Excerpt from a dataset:
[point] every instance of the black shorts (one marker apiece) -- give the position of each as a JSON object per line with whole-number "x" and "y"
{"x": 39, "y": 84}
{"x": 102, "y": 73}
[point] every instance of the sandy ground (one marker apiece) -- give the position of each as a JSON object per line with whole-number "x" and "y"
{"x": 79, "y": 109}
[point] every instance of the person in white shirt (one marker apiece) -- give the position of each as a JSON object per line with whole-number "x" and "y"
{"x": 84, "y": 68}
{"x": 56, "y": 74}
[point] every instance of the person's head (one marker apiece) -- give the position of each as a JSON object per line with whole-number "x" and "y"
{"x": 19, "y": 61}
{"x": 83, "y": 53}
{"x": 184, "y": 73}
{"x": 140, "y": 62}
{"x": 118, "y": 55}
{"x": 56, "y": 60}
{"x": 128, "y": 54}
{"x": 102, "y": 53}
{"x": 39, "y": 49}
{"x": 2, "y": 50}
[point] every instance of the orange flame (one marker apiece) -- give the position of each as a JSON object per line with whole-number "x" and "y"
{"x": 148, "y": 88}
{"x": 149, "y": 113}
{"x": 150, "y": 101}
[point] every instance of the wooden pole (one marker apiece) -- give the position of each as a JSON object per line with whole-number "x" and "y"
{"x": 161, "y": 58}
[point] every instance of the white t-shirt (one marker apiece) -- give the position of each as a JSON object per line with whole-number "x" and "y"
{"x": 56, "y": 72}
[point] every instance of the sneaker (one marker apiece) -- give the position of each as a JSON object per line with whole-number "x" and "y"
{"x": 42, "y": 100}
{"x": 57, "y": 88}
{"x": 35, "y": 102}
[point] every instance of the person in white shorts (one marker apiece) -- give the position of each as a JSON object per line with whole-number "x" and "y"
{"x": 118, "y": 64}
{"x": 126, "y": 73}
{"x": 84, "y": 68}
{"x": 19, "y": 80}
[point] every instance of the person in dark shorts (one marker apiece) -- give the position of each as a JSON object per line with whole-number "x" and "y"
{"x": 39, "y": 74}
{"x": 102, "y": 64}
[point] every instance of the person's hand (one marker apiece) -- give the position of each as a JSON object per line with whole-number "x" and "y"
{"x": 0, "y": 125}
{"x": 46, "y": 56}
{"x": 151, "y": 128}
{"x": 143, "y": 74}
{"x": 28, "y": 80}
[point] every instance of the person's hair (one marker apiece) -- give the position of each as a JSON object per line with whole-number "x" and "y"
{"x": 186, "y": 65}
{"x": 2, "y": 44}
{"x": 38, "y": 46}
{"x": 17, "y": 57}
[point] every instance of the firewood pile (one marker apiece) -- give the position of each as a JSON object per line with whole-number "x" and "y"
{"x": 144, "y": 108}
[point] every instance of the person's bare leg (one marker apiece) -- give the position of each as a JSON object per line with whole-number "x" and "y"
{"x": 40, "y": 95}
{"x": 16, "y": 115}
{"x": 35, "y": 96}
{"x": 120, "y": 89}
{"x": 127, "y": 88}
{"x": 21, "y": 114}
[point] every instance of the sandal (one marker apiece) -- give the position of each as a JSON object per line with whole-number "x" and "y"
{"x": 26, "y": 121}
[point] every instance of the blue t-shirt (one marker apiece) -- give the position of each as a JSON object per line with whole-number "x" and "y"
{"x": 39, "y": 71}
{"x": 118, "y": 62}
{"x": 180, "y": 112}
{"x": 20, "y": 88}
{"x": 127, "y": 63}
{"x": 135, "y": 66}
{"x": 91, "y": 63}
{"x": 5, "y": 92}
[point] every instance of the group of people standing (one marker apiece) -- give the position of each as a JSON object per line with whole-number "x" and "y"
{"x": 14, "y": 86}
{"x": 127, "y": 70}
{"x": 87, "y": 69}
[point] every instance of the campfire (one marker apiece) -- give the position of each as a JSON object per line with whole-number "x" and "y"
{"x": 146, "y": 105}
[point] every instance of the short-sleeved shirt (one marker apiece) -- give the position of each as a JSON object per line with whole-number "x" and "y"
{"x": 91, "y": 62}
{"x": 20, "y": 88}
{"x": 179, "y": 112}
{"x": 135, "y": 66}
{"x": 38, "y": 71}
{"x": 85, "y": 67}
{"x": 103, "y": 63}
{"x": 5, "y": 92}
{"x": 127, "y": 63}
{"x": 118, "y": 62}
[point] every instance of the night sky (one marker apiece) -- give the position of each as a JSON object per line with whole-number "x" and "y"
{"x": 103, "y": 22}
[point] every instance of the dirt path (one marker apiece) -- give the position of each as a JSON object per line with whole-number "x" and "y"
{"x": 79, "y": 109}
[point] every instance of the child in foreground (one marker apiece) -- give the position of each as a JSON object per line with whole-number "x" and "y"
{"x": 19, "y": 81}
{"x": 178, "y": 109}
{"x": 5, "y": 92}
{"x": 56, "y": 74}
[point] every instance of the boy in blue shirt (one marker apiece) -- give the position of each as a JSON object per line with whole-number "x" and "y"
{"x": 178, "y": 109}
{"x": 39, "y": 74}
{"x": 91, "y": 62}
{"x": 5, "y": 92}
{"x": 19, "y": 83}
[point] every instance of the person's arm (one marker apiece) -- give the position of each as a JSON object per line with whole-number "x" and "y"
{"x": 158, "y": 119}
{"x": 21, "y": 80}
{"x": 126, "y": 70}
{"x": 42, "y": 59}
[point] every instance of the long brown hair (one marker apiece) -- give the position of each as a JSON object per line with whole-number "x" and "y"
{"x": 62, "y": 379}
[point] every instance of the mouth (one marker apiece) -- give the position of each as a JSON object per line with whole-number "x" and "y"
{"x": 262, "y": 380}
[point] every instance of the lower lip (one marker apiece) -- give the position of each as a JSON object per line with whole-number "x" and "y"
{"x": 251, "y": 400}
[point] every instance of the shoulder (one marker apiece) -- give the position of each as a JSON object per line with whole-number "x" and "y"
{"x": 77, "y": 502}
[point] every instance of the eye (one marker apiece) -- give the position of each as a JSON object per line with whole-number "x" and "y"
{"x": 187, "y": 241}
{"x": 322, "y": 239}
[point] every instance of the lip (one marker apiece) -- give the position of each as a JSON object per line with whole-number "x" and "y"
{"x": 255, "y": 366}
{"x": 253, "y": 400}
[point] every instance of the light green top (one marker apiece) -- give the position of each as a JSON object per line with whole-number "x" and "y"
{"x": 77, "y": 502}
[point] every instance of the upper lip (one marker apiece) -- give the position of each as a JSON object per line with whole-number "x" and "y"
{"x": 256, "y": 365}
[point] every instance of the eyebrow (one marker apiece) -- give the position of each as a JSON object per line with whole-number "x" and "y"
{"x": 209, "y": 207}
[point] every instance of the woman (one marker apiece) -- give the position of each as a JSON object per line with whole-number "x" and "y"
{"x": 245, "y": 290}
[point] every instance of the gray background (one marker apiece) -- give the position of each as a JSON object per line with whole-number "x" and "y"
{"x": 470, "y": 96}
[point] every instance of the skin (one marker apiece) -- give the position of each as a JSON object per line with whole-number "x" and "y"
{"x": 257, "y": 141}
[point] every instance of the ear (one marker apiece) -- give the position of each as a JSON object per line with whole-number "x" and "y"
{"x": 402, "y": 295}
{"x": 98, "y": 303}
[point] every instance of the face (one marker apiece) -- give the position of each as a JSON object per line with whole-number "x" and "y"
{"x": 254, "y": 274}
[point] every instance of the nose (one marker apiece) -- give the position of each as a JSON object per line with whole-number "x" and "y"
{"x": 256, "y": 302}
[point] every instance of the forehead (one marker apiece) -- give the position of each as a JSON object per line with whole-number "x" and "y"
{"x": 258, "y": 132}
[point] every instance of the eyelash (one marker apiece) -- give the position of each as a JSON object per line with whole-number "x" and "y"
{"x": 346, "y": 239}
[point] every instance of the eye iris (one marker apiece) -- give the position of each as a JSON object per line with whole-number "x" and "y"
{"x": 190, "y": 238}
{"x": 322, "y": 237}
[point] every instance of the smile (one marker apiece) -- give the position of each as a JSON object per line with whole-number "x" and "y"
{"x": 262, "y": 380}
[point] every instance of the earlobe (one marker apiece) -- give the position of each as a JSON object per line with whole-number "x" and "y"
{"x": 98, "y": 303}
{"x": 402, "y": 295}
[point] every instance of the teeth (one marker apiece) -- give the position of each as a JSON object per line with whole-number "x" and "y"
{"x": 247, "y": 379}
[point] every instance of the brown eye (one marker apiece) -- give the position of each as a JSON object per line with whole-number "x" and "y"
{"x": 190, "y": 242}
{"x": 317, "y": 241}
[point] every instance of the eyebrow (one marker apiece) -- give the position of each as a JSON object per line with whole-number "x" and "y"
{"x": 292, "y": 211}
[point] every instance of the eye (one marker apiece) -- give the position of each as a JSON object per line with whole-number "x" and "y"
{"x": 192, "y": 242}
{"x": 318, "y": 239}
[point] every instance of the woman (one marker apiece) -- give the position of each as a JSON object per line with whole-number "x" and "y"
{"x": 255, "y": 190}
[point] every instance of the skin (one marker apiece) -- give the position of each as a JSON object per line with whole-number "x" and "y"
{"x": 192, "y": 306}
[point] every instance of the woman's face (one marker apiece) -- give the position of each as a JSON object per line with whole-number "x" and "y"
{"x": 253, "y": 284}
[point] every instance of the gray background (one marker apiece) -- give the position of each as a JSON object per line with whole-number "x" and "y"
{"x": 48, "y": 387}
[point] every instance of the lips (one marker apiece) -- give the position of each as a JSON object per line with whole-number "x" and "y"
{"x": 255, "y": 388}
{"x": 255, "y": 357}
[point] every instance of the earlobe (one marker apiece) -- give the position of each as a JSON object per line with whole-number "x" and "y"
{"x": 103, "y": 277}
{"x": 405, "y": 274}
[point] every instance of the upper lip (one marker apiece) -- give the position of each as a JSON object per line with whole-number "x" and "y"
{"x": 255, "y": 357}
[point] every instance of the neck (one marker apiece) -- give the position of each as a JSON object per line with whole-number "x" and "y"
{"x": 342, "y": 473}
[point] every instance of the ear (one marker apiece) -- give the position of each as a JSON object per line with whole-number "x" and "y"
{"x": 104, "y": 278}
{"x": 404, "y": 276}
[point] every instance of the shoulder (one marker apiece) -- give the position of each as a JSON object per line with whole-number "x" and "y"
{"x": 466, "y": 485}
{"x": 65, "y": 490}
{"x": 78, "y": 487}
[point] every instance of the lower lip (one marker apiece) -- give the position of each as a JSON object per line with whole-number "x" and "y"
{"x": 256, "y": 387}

* * *

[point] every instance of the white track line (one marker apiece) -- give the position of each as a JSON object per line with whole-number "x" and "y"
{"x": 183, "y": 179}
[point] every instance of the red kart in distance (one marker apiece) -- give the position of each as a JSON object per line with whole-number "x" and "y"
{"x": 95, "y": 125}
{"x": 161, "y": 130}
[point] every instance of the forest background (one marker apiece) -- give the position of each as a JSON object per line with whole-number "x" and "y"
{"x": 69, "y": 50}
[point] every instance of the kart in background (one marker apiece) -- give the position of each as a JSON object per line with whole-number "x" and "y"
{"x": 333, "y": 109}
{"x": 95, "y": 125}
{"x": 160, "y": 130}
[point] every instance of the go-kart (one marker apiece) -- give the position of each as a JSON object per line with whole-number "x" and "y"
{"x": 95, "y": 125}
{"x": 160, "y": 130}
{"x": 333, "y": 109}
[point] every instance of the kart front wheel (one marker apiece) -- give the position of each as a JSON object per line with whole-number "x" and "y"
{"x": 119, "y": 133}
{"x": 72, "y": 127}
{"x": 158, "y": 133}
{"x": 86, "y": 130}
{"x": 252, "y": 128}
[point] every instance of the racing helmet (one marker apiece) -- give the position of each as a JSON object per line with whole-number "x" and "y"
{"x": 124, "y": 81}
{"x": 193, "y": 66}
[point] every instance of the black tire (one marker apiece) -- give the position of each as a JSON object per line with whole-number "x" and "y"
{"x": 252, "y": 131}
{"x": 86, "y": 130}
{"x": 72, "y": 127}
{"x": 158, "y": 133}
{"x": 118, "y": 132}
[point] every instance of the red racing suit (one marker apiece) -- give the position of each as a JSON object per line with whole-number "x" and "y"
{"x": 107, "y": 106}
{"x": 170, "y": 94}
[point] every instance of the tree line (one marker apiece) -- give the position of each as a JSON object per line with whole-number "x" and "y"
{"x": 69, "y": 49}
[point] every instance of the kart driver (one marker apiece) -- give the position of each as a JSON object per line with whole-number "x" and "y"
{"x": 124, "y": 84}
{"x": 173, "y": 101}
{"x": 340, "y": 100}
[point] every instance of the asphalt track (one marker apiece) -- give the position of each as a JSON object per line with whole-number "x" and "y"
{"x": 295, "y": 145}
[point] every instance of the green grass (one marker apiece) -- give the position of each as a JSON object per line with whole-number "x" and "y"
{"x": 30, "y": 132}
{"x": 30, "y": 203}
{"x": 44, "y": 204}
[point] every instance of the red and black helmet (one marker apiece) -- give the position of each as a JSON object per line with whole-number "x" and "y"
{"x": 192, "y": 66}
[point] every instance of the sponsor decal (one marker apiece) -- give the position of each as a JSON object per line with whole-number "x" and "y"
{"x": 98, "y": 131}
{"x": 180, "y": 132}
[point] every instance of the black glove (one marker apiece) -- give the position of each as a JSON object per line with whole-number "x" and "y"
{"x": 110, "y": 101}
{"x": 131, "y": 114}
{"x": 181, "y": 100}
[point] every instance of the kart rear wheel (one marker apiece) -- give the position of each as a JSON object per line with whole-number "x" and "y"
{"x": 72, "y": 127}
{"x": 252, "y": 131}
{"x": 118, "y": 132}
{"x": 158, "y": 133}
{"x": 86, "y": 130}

---

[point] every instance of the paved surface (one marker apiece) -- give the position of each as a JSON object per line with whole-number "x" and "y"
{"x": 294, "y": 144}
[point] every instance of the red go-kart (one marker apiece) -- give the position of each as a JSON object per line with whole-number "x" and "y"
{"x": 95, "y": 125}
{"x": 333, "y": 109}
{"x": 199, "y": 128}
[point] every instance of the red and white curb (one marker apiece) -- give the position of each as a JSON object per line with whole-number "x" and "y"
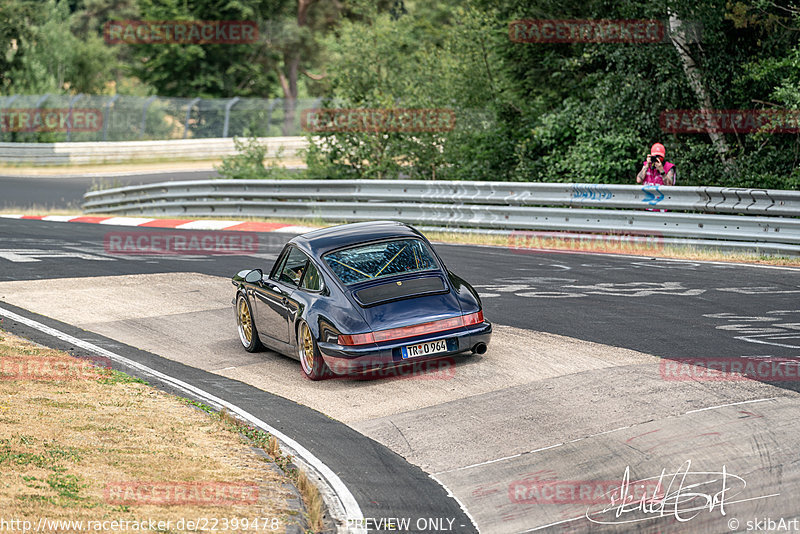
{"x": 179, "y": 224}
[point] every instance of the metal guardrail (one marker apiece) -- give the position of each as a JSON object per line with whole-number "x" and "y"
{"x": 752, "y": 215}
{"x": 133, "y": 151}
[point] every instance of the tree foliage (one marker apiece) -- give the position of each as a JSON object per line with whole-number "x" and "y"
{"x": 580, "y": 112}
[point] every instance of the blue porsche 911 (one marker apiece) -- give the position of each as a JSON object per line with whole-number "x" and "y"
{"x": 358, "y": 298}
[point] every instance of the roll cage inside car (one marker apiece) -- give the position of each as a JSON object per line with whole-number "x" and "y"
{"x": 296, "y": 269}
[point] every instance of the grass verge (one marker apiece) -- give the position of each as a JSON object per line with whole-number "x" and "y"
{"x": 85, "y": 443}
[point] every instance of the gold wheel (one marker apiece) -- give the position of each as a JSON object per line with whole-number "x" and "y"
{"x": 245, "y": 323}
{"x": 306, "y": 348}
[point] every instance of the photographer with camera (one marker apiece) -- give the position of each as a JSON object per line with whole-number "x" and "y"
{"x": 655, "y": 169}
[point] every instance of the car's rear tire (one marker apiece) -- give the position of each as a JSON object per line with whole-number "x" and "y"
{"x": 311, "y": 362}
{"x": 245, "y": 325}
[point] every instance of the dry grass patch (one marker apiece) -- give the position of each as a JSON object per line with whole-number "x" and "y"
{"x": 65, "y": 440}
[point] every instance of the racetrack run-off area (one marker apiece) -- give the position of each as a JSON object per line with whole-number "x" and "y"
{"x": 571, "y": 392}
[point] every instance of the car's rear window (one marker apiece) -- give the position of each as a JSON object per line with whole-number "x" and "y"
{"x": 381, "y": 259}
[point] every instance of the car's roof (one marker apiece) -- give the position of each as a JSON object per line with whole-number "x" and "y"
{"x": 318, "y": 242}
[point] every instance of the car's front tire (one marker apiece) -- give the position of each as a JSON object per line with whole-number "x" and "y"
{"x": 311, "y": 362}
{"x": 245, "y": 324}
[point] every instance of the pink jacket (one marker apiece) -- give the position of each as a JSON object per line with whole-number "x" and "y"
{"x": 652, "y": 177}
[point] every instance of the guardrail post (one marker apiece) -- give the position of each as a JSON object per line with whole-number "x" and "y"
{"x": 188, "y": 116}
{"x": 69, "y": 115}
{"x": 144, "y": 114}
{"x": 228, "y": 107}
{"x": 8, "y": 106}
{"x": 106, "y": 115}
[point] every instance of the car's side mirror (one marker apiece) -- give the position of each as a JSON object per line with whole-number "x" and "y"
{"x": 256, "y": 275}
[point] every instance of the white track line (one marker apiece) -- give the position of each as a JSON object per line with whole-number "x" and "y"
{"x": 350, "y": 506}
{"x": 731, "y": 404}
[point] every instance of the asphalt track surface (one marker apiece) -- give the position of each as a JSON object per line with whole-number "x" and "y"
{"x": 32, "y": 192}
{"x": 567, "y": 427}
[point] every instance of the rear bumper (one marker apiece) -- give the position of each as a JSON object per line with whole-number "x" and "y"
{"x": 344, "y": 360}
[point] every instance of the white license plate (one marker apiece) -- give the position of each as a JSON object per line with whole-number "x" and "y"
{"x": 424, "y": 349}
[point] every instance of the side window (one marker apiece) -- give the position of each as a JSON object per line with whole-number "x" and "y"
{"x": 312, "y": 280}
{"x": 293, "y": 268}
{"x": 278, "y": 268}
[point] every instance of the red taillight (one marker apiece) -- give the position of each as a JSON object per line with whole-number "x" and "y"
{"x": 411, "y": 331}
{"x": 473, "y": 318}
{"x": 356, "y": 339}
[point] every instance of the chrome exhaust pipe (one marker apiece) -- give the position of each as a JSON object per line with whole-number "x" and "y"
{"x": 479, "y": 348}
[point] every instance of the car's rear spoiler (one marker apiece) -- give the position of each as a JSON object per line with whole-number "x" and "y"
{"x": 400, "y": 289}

▶ _TASK DETAILS_: Collect every line in the entries above that contains the word "helmet".

▶ _CORRECT RESULT_:
[point] every instance of the racing helmet (one marker apiece) -- give the position of each as a JSON object per line with whole-number "x" and "y"
[point] every instance of the red and black helmet (one marker apiece) -- give the position of each as a JSON object per line with whole-number "x" and "y"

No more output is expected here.